▶ [GIVEN EXERCISE] Please reproduce everything from "I was implementing" down to "calculations with them." in the forum question on multithreading performance below, without changing a character.

Little performance increasing when using multiple threads

Question

I was implementing multithread Jordan-Gauss method of solving a linear system and I saw that running on two threads took only about 15% less time than running on single thread instead of ideal 50%. So I wrote a simple program reproducing this. Here I create a matrix 2000x2000 and give 2000/THREADS_NUM lines to each thread to make some calculations with them.

#include <stdlib.h>
#include <stdio.h>
#include <pthread.h>
#include <time.h>

#ifndef THREADS_NUM
#define THREADS_NUM 1
#endif

#define MATRIX_SIZE 2000


typedef struct {
    double *a;
    int row_length;
    int rows_number;
} TWorkerParams;

void *worker_thread(void *params_v)
{
    TWorkerParams *params = (TWorkerParams *)params_v;
    int row_length = params->row_length;
    int i, j, k;
    int rows_number = params->rows_number;
    double *a = params->a;

    for(i = 0; i < row_length; ++i) // row_length is always the same
    {
        for(j = 0; j < rows_number; ++j) // rows_number is inverse proportional
                                         // to the number of threads
        {
            for(k = i; k < row_length; ++k) // row_length is always the same
            {
                a[j*row_length + k] -= 2.;
            }
        }
    }
    return NULL;
}


int main(int argc, char *argv[])
{
    // The matrix is of size NxN
    double *a =
        (double *)malloc(MATRIX_SIZE * MATRIX_SIZE * sizeof(double));
    TWorkerParams *params =
        (TWorkerParams *)malloc(THREADS_NUM * sizeof(TWorkerParams));
    pthread_t *workers = (pthread_t *)malloc(THREADS_NUM * sizeof(pthread_t));
    struct timespec start_time, end_time;
    int rows_per_worker = MATRIX_SIZE / THREADS_NUM;
    int i;
    if(!a || !params || !workers)
    {
        fprintf(stderr, "Error allocating memory
");
        return 1;
    }
    for(i = 0; i < MATRIX_SIZE*MATRIX_SIZE; ++i)
        a[i] = 4. * i; // just an example matrix
    // Initializtion of matrix is done, now initialize threads' params
    for(i = 0; i < THREADS_NUM; ++i)
    {
        params[i].a = a + i * rows_per_worker * MATRIX_SIZE;
        params[i].row_length = MATRIX_SIZE;
        params[i].rows_number = rows_per_worker;
    }
    // Get start time
    clock_gettime(CLOCK_MONOTONIC, &start_time);
    // Create threads
    for(i = 0; i < THREADS_NUM; ++i)
    {
        if(pthread_create(workers + i, NULL, worker_thread, params + i))
        {
            fprintf(stderr, "Error creating thread
");
            return 1;
        }
    }
    // Join threads
    for(i = 0; i < THREADS_NUM; ++i)
    {
        if(pthread_join(workers[i], NULL))

▶ [PROVIDED INFORMATION]
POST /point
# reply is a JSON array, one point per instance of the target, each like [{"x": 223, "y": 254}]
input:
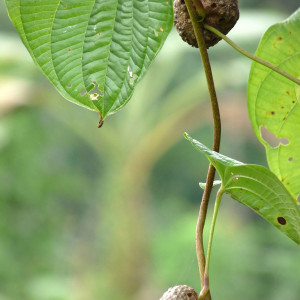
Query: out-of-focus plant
[{"x": 96, "y": 53}]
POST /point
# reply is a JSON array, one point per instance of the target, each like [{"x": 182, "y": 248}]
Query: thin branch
[
  {"x": 251, "y": 56},
  {"x": 198, "y": 29},
  {"x": 205, "y": 288}
]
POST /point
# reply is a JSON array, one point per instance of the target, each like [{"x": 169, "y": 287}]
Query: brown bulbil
[
  {"x": 180, "y": 292},
  {"x": 220, "y": 14}
]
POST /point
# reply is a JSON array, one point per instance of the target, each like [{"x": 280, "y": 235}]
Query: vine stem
[
  {"x": 251, "y": 56},
  {"x": 205, "y": 288},
  {"x": 198, "y": 29}
]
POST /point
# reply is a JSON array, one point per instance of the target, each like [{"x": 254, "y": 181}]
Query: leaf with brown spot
[{"x": 271, "y": 92}]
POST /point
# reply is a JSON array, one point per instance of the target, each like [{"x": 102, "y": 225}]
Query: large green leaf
[
  {"x": 258, "y": 188},
  {"x": 274, "y": 101},
  {"x": 94, "y": 52}
]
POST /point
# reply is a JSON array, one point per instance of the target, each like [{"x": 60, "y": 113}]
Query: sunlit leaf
[
  {"x": 274, "y": 101},
  {"x": 258, "y": 188},
  {"x": 93, "y": 52}
]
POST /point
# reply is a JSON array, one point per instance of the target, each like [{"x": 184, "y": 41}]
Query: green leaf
[
  {"x": 258, "y": 188},
  {"x": 94, "y": 52},
  {"x": 274, "y": 101},
  {"x": 215, "y": 183}
]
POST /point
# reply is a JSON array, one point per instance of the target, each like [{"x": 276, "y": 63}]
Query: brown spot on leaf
[{"x": 281, "y": 220}]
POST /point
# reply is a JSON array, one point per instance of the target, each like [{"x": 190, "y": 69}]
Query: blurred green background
[{"x": 111, "y": 213}]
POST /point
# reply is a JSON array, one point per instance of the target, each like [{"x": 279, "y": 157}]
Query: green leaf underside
[
  {"x": 274, "y": 101},
  {"x": 258, "y": 188},
  {"x": 94, "y": 52}
]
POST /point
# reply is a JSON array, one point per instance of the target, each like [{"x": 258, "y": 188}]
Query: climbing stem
[
  {"x": 205, "y": 288},
  {"x": 199, "y": 9},
  {"x": 198, "y": 29},
  {"x": 251, "y": 56},
  {"x": 212, "y": 228}
]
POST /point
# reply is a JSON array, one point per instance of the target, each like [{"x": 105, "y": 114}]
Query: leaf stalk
[{"x": 251, "y": 56}]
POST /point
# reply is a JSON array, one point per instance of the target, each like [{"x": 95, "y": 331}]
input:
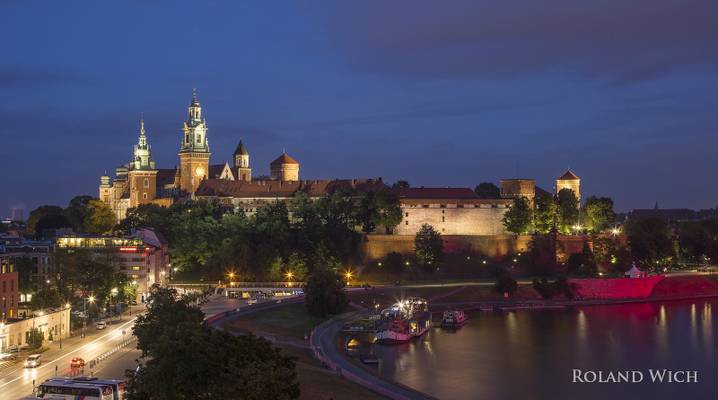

▶ [ANSWER TO THIS EXERCISE]
I was implementing multithread Jordan-Gauss method of solving a linear system and I saw that running on two threads took only about 15% less time than running on single thread instead of ideal 50%. So I wrote a simple program reproducing this. Here I create a matrix 2000x2000 and give 2000/THREADS_NUM lines to each thread to make some calculations with them.